:: WHAT NEEDS TO BE DONE ::
Please find every line in the data below that contains the word "wall" and copy each of those lines. Treat uppercase and lowercase letters as different.

:: PROVIDED RECORDS ::
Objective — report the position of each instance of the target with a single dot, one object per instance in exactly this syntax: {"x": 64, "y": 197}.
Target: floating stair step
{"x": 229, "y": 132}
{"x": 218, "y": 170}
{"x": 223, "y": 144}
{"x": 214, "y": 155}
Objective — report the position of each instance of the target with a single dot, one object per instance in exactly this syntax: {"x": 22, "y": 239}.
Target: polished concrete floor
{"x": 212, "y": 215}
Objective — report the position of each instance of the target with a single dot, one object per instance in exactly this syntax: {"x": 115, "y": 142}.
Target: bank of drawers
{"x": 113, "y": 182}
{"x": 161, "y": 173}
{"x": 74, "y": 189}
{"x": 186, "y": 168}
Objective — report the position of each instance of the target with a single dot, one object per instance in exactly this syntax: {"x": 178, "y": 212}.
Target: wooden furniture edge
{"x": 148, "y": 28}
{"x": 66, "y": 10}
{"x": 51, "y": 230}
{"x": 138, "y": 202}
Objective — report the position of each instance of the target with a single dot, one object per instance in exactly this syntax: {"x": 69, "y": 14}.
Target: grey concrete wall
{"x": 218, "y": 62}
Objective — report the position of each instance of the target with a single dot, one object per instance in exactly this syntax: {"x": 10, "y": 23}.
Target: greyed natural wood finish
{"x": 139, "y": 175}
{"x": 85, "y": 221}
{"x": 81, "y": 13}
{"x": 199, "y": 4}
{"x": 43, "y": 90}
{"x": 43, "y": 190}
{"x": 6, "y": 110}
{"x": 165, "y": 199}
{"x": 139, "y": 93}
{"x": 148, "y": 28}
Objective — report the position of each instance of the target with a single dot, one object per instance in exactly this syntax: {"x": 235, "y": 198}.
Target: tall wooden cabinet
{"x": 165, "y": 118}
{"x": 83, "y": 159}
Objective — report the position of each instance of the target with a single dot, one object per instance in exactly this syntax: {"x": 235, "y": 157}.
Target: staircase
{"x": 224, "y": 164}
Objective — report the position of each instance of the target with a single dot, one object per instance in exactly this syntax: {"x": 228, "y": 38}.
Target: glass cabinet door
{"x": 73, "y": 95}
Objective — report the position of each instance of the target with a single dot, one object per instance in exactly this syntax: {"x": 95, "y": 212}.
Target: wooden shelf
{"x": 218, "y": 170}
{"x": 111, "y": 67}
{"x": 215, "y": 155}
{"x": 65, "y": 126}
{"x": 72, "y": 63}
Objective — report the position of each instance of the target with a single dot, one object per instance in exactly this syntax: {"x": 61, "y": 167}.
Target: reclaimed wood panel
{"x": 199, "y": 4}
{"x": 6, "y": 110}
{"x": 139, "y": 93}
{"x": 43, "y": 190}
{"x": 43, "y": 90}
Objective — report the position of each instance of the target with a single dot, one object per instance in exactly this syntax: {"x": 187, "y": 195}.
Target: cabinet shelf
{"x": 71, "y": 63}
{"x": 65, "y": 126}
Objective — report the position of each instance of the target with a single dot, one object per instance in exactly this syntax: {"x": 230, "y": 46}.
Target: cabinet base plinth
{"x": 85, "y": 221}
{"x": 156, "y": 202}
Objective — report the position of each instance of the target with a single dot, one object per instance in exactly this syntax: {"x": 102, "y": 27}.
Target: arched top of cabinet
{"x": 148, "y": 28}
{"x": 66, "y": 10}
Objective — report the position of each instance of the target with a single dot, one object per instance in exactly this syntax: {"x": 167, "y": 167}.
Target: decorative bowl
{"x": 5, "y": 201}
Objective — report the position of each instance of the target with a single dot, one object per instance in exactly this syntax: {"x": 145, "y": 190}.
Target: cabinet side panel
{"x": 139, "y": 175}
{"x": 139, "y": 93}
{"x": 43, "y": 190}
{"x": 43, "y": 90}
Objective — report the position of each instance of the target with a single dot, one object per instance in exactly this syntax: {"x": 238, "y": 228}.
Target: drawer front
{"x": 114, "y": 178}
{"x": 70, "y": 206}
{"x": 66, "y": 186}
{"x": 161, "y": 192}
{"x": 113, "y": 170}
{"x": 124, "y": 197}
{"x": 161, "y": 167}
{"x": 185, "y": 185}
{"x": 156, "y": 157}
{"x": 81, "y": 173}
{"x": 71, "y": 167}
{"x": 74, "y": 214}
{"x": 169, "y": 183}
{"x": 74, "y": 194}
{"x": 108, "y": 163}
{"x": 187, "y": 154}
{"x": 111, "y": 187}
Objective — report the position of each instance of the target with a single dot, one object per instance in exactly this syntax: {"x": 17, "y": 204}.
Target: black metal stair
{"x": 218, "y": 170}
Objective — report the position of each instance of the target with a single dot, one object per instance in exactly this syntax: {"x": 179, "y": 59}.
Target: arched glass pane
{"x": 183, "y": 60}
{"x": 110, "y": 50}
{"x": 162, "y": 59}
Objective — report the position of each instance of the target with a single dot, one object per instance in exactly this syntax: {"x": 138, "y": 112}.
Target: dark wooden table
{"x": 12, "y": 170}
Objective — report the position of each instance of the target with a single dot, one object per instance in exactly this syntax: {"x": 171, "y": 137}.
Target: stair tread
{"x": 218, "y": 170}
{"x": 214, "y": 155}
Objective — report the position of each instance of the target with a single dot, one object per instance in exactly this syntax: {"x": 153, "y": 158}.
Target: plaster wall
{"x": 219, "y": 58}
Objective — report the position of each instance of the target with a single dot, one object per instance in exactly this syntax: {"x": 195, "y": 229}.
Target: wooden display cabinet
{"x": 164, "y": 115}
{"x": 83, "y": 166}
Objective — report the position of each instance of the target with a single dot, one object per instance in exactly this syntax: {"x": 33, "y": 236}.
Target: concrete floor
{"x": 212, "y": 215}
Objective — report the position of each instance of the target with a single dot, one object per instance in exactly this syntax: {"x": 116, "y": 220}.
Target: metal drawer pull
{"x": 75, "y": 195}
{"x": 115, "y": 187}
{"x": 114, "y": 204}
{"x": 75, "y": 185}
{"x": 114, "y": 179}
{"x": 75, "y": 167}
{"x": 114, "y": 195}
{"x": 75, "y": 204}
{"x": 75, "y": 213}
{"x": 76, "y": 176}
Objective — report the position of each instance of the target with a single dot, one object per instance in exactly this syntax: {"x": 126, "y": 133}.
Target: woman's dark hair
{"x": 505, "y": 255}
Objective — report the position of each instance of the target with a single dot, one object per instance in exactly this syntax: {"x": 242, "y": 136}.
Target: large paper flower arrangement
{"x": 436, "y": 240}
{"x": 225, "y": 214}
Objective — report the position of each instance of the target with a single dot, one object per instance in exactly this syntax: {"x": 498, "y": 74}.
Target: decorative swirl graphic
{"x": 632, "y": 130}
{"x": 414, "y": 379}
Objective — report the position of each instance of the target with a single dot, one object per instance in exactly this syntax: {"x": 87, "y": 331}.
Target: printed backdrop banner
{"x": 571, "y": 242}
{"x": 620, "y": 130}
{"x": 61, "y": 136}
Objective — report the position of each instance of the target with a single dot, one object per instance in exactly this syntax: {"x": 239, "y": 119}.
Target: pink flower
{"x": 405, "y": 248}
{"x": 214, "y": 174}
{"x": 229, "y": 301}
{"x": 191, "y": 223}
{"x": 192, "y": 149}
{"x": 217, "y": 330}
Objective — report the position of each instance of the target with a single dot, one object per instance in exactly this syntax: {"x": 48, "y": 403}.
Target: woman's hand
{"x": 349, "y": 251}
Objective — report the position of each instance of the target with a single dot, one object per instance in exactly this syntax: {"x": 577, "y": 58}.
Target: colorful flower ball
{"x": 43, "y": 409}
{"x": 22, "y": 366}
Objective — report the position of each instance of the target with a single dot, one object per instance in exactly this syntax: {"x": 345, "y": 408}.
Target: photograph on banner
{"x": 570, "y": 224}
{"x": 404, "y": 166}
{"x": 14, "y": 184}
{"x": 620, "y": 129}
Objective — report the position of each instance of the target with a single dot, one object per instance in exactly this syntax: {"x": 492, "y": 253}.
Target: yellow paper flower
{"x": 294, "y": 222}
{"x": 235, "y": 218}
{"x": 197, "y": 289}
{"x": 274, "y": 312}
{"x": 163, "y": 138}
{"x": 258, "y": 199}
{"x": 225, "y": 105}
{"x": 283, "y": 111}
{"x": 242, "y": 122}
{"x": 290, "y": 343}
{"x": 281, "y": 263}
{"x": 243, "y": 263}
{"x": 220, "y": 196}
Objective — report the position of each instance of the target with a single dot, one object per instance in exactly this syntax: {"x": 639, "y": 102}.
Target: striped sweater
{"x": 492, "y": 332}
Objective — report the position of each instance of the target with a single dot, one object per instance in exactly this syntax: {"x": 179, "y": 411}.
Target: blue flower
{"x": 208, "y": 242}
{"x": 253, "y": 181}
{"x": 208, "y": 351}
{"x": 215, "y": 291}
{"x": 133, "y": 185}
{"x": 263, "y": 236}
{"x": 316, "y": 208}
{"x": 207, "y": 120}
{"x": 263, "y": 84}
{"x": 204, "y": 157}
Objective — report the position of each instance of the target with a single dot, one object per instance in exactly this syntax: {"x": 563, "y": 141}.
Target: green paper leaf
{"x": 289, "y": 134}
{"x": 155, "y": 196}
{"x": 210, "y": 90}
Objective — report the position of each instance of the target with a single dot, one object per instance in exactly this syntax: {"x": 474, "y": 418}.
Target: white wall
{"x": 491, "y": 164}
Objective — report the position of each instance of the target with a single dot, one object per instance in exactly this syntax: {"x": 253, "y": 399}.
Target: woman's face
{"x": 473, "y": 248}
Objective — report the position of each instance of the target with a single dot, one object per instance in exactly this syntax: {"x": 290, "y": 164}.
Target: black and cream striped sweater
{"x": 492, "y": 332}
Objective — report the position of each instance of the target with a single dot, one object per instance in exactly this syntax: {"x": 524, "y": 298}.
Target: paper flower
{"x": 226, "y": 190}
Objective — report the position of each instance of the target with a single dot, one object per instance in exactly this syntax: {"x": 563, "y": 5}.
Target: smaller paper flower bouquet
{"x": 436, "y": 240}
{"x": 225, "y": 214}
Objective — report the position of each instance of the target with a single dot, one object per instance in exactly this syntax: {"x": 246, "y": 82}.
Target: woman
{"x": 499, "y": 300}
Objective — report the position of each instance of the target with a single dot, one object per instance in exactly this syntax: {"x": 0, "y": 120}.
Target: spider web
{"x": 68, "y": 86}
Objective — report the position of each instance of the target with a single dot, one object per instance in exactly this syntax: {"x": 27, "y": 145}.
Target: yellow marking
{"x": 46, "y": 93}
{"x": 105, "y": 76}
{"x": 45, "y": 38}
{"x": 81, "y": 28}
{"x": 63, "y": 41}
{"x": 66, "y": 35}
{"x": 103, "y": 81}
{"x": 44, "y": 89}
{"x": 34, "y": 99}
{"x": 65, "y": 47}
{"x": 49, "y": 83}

:: FINAL RESULT ::
Target: grey concrete wall
Target: plaster wall
Target: white wall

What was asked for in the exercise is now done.